SUPPLIED TEXT:

○ ○ ○ ○ ○ ○ ○

“There is a primal reassurance in being touched, in knowing that someone else, someone close to you, wants to be touching you. There is a bone-deep security that goes with the brush of a human hand, a silent, reflex-level affirmation that someone is near, that someone cares.”
~ Jim Butcher
“Too often we underestimate the power of a touch, a smile, a kind word, a listening ear, an honest compliment, or the smallest act of caring, all
of which have the potential to turn a life around.”
~ Leo Buscaglia
A good friend of mine recently went to hospital for some scans. She’d had pain, and nothing had really helped. It was time to investigate more thoroughly.
To her surprise, and that of her husband, she was kept at the hospital, and was required to do more scans. After which she waited. An age of waiting after a long day of work. All they wanted to do was go home and have dinner. As time slipped away, as it became later and later, they worried about their dog, left alone in the dark.

○ ○ ○ ○ ○ ○ ○

PROBLEM:
In the passage on touch, what did the friend and her husband worry about as it got later at the hospital?

○ ○ ○ ○ ○ ○ ○

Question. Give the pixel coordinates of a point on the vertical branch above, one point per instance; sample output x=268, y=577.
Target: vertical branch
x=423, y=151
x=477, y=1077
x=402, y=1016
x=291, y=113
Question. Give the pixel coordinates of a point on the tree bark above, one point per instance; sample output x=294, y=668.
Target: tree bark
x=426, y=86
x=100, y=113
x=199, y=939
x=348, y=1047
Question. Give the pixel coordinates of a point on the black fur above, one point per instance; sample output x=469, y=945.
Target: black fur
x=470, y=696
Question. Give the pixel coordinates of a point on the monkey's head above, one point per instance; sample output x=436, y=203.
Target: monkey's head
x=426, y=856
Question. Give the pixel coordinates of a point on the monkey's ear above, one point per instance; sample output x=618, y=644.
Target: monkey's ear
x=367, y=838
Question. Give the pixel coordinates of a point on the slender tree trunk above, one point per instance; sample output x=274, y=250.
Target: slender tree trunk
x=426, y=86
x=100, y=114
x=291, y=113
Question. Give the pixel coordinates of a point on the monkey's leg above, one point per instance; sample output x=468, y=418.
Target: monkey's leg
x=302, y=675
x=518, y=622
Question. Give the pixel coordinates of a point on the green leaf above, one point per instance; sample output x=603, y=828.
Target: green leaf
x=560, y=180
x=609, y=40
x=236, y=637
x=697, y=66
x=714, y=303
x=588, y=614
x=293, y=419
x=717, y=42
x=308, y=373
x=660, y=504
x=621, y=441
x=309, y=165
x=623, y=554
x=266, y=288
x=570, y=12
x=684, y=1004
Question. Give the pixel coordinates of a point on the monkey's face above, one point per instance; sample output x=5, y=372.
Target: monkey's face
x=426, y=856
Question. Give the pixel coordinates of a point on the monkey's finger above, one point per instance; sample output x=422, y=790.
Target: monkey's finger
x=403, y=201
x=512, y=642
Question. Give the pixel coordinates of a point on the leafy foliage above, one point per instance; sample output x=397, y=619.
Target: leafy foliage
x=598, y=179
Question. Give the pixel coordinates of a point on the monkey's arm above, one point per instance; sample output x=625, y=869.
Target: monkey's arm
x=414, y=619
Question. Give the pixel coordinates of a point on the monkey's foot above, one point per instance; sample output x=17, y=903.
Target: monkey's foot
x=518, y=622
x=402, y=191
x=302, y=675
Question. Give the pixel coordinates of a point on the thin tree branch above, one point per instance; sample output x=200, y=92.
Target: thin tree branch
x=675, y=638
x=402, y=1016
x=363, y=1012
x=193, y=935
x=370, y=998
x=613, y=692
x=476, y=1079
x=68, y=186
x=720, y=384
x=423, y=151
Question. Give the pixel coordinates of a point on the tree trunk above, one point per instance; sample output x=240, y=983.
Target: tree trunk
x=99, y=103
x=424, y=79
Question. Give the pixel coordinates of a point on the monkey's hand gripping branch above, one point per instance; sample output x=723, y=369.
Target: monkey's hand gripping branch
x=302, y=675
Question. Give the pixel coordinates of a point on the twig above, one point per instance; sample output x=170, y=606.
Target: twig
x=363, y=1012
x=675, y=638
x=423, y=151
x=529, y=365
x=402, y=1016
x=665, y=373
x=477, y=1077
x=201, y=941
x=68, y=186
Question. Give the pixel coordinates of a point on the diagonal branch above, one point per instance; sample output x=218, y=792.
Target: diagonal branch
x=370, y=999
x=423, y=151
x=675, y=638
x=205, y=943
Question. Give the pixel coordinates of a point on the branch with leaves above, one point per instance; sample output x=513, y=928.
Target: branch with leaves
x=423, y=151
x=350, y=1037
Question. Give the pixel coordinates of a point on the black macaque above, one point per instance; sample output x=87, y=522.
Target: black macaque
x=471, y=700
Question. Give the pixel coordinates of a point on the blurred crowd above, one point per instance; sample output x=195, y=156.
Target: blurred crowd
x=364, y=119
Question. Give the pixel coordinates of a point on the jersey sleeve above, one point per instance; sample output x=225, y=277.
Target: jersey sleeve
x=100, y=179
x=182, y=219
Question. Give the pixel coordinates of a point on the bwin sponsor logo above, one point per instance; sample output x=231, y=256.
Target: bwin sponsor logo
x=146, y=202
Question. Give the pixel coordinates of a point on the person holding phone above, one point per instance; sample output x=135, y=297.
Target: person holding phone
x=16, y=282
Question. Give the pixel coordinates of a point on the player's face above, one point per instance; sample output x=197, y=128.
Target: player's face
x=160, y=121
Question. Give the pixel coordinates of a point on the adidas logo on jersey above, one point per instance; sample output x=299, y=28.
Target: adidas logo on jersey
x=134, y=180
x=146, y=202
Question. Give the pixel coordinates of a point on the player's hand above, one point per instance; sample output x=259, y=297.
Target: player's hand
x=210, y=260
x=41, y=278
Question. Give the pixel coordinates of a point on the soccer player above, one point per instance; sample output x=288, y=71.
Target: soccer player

○ ○ ○ ○ ○ ○ ○

OUTPUT FOR THIS EXERCISE:
Their dog, left alone in the dark.